В «Альберте» и «Люцерне» показаны как элементарная власть поэзии над людскими сердцами, так и слепота сознания, мешающая людям увидеть, что в поэзии – их счастье. Оба рассказа подробно комментированы: «Люцерн» – от лица автора, выступающего здесь открыто в роли публициста, «Альберт» – от лица самого галлюцинирующего Альберта, чьи мысли, с немалой натяжкою, вложены в уста призрака – его покойного друга. В обоих случаях комментарий гласит одинаково: искусство – величайшее благо в жизни, и вы все безотчетно любите его, но вы ослеплены «вздором жизни» и не сознаете, чего вам надобно; этим вы сами отнимаете у себя радости, поэтому же вы не цените служителей искусства, наших благодетелей, и даете им гибнуть. В этих двух рассказах особенно чувствуется предубежденность Толстого; художественная правда не соблюдена, так как не дано голоса «вздору жизни» для самооправдания.

Записи с координатной разметкой:
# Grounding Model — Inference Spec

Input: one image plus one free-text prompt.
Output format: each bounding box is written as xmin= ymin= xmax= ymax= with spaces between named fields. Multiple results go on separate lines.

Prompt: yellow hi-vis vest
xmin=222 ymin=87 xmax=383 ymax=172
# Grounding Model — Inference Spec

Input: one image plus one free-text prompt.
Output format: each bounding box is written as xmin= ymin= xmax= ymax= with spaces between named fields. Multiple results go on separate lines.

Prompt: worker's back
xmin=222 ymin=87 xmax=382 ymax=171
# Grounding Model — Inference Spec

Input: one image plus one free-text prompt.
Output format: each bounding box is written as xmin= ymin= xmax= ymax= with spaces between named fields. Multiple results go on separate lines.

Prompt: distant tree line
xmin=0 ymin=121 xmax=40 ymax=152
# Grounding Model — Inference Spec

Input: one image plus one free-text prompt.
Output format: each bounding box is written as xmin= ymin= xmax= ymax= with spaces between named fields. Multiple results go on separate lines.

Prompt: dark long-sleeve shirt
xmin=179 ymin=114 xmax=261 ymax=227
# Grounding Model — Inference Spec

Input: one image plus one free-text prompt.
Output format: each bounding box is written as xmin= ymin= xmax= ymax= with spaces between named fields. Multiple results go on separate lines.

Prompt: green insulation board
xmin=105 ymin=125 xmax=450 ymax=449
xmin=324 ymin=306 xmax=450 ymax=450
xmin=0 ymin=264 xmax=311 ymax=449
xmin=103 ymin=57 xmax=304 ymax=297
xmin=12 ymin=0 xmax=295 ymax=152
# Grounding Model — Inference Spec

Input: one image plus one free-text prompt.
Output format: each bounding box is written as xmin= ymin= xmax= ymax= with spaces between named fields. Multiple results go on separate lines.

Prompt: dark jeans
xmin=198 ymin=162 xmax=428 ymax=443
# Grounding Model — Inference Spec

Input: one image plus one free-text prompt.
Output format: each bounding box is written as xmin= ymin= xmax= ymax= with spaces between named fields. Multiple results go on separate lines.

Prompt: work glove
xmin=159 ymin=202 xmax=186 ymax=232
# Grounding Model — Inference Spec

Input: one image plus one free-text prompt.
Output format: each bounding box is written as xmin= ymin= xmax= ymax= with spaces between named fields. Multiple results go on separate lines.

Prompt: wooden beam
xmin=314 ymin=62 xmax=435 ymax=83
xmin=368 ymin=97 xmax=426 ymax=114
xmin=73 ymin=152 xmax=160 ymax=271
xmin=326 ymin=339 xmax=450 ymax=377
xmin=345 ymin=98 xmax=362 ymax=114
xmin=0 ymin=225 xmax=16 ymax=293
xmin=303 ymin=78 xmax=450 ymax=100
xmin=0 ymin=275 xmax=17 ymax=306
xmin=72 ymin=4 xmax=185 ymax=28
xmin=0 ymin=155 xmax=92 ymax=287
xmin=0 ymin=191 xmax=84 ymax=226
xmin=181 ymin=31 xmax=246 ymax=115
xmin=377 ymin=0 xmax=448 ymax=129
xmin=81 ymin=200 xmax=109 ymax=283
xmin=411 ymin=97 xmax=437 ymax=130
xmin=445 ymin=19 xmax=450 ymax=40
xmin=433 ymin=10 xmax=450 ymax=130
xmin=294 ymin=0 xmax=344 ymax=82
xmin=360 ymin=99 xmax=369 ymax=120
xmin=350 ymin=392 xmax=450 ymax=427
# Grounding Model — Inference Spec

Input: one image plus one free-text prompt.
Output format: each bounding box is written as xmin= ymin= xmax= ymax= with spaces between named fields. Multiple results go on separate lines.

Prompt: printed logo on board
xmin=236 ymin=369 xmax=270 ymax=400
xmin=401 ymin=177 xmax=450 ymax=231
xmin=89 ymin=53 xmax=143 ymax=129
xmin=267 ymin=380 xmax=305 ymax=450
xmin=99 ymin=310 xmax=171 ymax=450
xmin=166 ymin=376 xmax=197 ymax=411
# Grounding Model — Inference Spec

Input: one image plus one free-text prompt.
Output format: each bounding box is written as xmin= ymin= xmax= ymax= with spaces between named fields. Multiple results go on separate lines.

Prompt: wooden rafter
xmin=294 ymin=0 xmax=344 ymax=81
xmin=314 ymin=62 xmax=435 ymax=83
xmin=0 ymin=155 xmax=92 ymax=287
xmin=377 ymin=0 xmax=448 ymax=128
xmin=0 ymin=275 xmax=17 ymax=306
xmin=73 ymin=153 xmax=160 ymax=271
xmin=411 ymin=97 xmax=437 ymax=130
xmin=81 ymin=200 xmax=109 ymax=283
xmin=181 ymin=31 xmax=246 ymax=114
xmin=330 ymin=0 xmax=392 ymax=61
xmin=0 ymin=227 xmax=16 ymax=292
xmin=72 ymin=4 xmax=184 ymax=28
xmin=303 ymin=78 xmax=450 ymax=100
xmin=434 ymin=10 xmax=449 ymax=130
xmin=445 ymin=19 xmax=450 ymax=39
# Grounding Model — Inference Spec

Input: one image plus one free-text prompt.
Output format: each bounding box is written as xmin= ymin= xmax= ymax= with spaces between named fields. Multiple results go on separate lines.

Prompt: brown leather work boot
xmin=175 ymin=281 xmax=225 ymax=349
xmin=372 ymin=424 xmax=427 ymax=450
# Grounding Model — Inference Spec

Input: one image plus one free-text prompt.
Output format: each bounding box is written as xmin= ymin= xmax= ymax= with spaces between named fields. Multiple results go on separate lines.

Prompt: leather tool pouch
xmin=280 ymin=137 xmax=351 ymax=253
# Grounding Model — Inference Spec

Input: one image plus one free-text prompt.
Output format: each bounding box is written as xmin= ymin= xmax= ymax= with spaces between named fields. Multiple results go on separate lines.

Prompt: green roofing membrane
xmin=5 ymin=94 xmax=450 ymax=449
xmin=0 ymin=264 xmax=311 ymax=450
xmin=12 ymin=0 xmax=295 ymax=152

Условие задания:
Продолжите статью о рассказах Толстого «Альберт» и «Люцерн», начав сразу после её последнего предложения.

Ожидаемый ответ:
До известной степени этот упрек должен быть сделан всем рассказам первой группы, то есть рисующим жизнь, отпавшую от природы. Прокурорство Толстого сказывается здесь ведь не только в публицистических отступлениях и подчеркиваниях, – оно вторгается и в самое изображение, оно заставляет Толстого невольно подбирать факты односторонне и пристрастно и этот подбор выдавать за типичную вырезку из действительности; читатель настораживается, становится подозрителен, – он бессознательно не верит художнику, и, значит, искусство не достигает своей цели. Гибель Нехлюдова в «Записках маркера» не обязательна и даже маловероятна, судьбы Альберта и тирольского певца нисколько не типичны для положения художника в обществе, или во всяком случае, краски здесь очень сгущены, как и в изображении умирающей барыни и т. д.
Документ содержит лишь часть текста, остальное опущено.